BEGIN Records for this task

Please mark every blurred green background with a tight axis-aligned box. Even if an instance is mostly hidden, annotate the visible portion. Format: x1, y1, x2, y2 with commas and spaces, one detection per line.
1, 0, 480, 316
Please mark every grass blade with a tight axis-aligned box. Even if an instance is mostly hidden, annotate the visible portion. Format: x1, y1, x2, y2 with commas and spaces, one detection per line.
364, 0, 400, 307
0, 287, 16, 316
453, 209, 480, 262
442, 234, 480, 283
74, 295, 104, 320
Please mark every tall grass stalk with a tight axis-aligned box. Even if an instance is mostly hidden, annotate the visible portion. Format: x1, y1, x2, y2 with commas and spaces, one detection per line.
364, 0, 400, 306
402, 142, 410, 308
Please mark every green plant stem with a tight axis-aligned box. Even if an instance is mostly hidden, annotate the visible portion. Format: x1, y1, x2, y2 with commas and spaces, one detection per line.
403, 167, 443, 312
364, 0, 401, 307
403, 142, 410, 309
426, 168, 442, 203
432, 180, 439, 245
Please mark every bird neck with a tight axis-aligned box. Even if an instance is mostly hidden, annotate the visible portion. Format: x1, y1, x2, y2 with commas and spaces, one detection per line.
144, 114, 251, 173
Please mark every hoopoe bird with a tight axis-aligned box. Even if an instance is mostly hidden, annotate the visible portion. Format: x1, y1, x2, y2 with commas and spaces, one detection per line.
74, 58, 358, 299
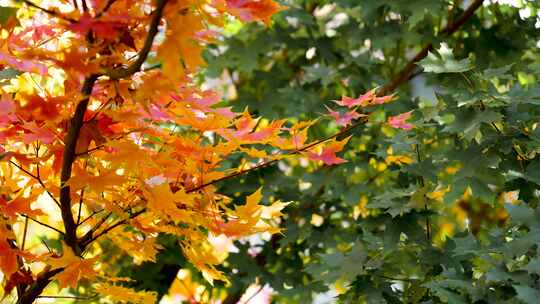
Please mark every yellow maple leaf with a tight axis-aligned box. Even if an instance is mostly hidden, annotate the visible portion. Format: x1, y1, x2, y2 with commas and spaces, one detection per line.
261, 201, 290, 219
145, 183, 177, 213
165, 269, 202, 302
234, 187, 263, 221
385, 155, 414, 165
67, 170, 126, 193
95, 283, 157, 304
181, 241, 228, 285
47, 245, 97, 289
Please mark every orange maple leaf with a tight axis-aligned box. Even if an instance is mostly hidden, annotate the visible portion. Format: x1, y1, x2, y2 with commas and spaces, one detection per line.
47, 245, 97, 289
305, 136, 351, 165
0, 240, 18, 277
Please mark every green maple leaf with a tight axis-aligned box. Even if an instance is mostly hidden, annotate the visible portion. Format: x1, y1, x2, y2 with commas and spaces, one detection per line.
514, 285, 540, 304
419, 44, 474, 73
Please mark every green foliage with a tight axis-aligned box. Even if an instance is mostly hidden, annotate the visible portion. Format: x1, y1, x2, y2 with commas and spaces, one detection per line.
126, 0, 540, 302
419, 45, 474, 74
0, 6, 17, 25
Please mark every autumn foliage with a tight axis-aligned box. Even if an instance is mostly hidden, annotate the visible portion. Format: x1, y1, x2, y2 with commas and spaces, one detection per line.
0, 0, 403, 303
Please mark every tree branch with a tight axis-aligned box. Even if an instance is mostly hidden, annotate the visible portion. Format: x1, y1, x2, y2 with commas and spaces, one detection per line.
96, 0, 117, 18
16, 268, 62, 304
106, 0, 168, 79
378, 0, 484, 95
21, 214, 65, 235
59, 74, 99, 252
79, 211, 112, 243
78, 209, 104, 226
9, 160, 61, 208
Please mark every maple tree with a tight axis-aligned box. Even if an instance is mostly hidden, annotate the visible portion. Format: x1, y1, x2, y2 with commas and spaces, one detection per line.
191, 1, 540, 303
0, 0, 405, 303
5, 0, 539, 302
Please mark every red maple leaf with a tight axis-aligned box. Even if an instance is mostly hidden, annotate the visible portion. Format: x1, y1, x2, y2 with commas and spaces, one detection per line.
305, 137, 350, 165
4, 270, 34, 294
224, 0, 284, 25
71, 15, 128, 40
334, 89, 376, 108
388, 111, 414, 130
0, 51, 47, 75
325, 106, 364, 127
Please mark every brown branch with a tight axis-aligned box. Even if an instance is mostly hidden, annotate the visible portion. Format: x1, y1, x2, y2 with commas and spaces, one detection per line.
106, 0, 168, 79
96, 0, 117, 18
59, 74, 99, 253
16, 268, 62, 304
81, 0, 89, 13
440, 0, 484, 36
378, 0, 484, 95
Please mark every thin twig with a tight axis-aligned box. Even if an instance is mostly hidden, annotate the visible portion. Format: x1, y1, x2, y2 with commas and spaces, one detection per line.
9, 160, 61, 208
21, 214, 65, 235
78, 209, 105, 226
21, 217, 29, 251
20, 0, 77, 22
87, 212, 112, 234
75, 144, 104, 157
76, 189, 85, 225
81, 209, 145, 247
96, 0, 117, 17
244, 286, 264, 304
40, 238, 52, 253
81, 0, 89, 12
377, 274, 415, 283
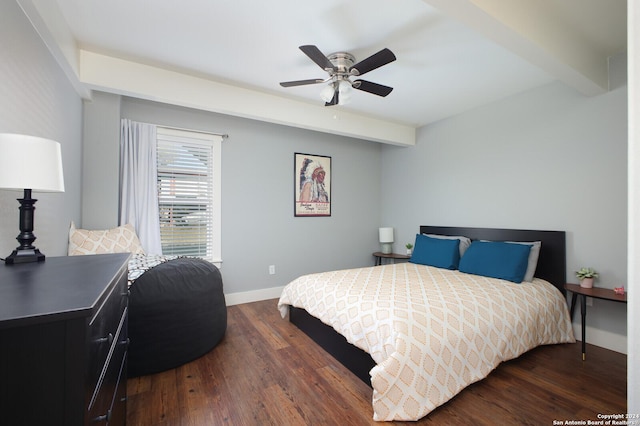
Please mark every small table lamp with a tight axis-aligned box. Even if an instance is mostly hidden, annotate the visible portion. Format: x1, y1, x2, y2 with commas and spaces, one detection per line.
379, 227, 394, 254
0, 134, 65, 264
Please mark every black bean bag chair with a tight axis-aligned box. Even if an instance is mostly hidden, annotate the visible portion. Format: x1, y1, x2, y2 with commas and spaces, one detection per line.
127, 257, 226, 377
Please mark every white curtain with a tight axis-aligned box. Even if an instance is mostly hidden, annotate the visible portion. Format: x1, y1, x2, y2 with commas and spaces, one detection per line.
119, 119, 163, 255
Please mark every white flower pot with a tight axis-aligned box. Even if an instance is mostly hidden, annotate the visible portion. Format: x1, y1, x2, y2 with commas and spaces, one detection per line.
580, 277, 594, 288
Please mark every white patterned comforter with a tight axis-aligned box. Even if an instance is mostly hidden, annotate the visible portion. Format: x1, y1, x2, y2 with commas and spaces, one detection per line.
277, 263, 575, 421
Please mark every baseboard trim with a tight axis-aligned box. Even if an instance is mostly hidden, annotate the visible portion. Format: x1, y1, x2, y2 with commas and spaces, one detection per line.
225, 286, 285, 306
572, 322, 628, 354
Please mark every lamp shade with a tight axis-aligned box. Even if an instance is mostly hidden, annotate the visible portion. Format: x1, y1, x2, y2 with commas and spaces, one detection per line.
379, 227, 394, 243
337, 80, 352, 105
320, 83, 336, 103
0, 134, 65, 192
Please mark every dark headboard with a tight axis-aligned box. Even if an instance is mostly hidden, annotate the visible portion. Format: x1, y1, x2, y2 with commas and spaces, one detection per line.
419, 226, 566, 295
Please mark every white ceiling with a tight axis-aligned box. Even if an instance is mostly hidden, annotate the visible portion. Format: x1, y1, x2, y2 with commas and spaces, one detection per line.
20, 0, 626, 144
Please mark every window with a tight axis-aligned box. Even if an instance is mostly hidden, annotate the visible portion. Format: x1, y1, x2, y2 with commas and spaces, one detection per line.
156, 127, 222, 265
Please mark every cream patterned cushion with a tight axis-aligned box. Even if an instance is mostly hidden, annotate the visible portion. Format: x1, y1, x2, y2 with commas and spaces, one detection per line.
68, 222, 145, 256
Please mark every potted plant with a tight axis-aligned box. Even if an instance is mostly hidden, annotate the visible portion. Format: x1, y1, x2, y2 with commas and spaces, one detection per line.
405, 243, 413, 256
576, 267, 598, 288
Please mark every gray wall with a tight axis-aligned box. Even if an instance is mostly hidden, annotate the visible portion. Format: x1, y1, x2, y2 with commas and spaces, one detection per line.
82, 95, 383, 294
0, 0, 82, 258
82, 92, 121, 229
380, 79, 628, 352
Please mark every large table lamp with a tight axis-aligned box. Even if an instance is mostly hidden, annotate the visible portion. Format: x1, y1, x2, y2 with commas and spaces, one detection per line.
0, 134, 65, 264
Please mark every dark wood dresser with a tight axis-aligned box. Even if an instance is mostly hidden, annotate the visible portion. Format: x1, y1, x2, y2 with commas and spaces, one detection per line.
0, 253, 130, 425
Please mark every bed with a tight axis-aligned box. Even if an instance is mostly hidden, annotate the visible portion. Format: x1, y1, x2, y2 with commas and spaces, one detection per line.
67, 223, 227, 377
277, 226, 575, 421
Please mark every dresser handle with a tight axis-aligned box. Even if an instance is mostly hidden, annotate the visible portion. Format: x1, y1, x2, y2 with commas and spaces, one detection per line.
95, 332, 113, 345
92, 408, 112, 423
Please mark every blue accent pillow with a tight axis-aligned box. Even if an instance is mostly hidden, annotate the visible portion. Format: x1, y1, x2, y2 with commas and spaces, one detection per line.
409, 234, 460, 270
459, 241, 532, 283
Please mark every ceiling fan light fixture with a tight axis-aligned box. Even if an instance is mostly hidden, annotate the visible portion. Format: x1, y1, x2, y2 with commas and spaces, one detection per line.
338, 80, 352, 105
320, 83, 336, 103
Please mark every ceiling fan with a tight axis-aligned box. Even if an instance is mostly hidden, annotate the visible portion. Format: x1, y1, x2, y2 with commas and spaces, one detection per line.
280, 45, 396, 106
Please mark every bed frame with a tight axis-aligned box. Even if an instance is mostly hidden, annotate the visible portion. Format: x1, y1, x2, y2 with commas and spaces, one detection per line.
289, 225, 566, 384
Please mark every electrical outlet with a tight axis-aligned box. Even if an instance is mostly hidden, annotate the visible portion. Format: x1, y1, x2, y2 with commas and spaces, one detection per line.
269, 265, 275, 275
586, 296, 593, 306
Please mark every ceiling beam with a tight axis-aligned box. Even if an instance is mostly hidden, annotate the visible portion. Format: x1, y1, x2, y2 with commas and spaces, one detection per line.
80, 51, 415, 146
424, 0, 610, 96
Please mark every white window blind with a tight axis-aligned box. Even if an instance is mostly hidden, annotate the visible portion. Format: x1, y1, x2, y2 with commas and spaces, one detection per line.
156, 127, 222, 264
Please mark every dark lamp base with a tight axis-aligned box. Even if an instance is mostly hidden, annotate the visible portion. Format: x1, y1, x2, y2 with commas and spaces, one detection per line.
4, 188, 47, 265
4, 248, 45, 264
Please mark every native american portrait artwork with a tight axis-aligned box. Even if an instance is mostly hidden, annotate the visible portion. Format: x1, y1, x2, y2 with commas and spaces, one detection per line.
294, 153, 331, 217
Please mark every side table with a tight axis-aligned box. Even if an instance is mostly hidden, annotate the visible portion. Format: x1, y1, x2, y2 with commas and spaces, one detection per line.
373, 252, 411, 266
564, 283, 627, 361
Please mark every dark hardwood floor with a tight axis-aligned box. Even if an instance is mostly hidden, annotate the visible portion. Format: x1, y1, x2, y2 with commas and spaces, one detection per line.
127, 299, 626, 425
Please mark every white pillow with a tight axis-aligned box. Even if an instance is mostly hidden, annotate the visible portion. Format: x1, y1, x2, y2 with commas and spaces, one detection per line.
68, 222, 145, 256
423, 233, 471, 258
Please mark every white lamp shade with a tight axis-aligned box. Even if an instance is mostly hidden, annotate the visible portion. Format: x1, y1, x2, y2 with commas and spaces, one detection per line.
320, 84, 336, 102
379, 227, 394, 243
337, 80, 353, 105
0, 134, 65, 192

END Records for this task

__Brief__. Include both ends. Return the line holding "Please mark every white lamp" and all lines after it in the records above, exactly as written.

__Task response__.
Please mark every white lamp shade with a tight axis-aligned box. Even if an instance is mostly hidden, annotate the visible portion. Format: x1, y1, x2, y2 with commas and spaces, one detection per line.
320, 84, 336, 102
379, 227, 394, 243
337, 80, 353, 105
0, 134, 65, 192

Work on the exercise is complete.